→ **Reading passage**
──────

In the last week or so, I’ve been trying to read to my grandmother. She inherited my grandfather’s periodical subscriptions, which are the sort of thing you’d expect for an educated liberal civil servant — the Washington Post, the New Yorker, the Nation, Smithsonian. When I try to read to her from those, though, she usually complains after a while that she doesn’t understand what it’s about. She’s in a difficult state of dementia where she’s lost her ability to follow complex material, but is still conscious enough to want to understand it. She also has some paranoia (a common symptom of dementia) so the traumatic subject matter of most news stories doesn’t exactly put her in a good frame of mind.
So today when I was at the library I impulsively picked up a novella by Cynthia Rylant called The Islander. I’d never heard of either the book or the author, but I saw that it involved a mermaid, and it was about a boy trying to relate to a grandparent, so it seemed like a nice diversion.

──────

→ **Task to complete**
Carry on the post about reading aloud to a grandmother, starting right after its last sentence. The records that come next are separate material with no tie to the text above.

[Region pointing data]
──────

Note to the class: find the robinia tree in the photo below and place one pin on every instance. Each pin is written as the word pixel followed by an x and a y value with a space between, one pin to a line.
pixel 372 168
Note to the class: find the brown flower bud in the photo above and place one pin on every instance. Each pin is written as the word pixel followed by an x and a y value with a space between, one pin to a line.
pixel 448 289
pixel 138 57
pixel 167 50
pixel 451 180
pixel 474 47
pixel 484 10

──────

→ **Result for this task**
When I got home I read it aloud to my grandmother — it took about an hour — and she was totally transfixed. I realized I’d picked the perfect book. It seems aimed at about a ten-to-fourteen age range, which is probably exactly the right reading level for her these days, the narrative is simple with only a few characters, and it deals with family and with death, but in a reassuring way. When I was done, she said, “I’d like another one in a few hours, but that’s fine for now.”
Ulp. It was the only children’s book I checked out! And I really don’t know much of anything about the world of YA fiction these days. Can anyone recommend other books along this line? Something short like that would be good — maybe even a book of short stories — since if I had to read it in installments she’d forget everything in between readings. For all the reading I did as a child, I’m having trouble conjuring up other candidates.